TO DO: This exercise asks for the whole listing to be restated exactly.

MATERIAL SHOWN:
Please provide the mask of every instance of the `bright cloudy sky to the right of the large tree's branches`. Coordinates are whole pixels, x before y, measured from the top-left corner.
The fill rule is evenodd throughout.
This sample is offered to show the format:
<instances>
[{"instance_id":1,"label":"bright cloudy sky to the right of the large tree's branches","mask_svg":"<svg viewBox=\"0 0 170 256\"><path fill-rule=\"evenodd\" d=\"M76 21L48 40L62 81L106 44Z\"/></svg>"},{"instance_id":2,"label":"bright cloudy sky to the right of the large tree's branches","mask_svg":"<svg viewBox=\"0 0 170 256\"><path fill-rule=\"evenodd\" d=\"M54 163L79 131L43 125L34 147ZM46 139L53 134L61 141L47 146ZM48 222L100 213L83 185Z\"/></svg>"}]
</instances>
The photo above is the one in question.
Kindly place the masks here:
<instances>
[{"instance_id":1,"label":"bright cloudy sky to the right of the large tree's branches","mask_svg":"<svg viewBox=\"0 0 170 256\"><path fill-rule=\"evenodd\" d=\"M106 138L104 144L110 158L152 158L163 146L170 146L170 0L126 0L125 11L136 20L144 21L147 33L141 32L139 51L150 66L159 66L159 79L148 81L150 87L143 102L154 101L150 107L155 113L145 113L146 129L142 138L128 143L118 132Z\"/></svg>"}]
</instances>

ANSWER:
Please provide the mask of every instance of the `bright cloudy sky to the right of the large tree's branches`. Coordinates are whole pixels, x before y, measured from the top-left corner.
The fill rule is evenodd throughout.
This sample is offered to show the format:
<instances>
[{"instance_id":1,"label":"bright cloudy sky to the right of the large tree's branches","mask_svg":"<svg viewBox=\"0 0 170 256\"><path fill-rule=\"evenodd\" d=\"M76 21L48 40L62 81L106 44Z\"/></svg>"},{"instance_id":2,"label":"bright cloudy sky to the right of the large tree's branches","mask_svg":"<svg viewBox=\"0 0 170 256\"><path fill-rule=\"evenodd\" d=\"M54 163L79 131L43 125L34 147ZM46 139L53 134L61 141L47 146ZM48 222L100 213L83 185Z\"/></svg>"}]
</instances>
The photo above is the one in question.
Kindly place the masks here:
<instances>
[{"instance_id":1,"label":"bright cloudy sky to the right of the large tree's branches","mask_svg":"<svg viewBox=\"0 0 170 256\"><path fill-rule=\"evenodd\" d=\"M106 138L104 144L110 158L152 158L163 146L170 146L170 0L126 0L125 11L136 20L144 21L147 33L141 32L139 51L150 66L159 66L159 79L148 81L150 87L143 102L154 101L150 107L155 113L145 113L146 129L142 138L128 143L118 132Z\"/></svg>"}]
</instances>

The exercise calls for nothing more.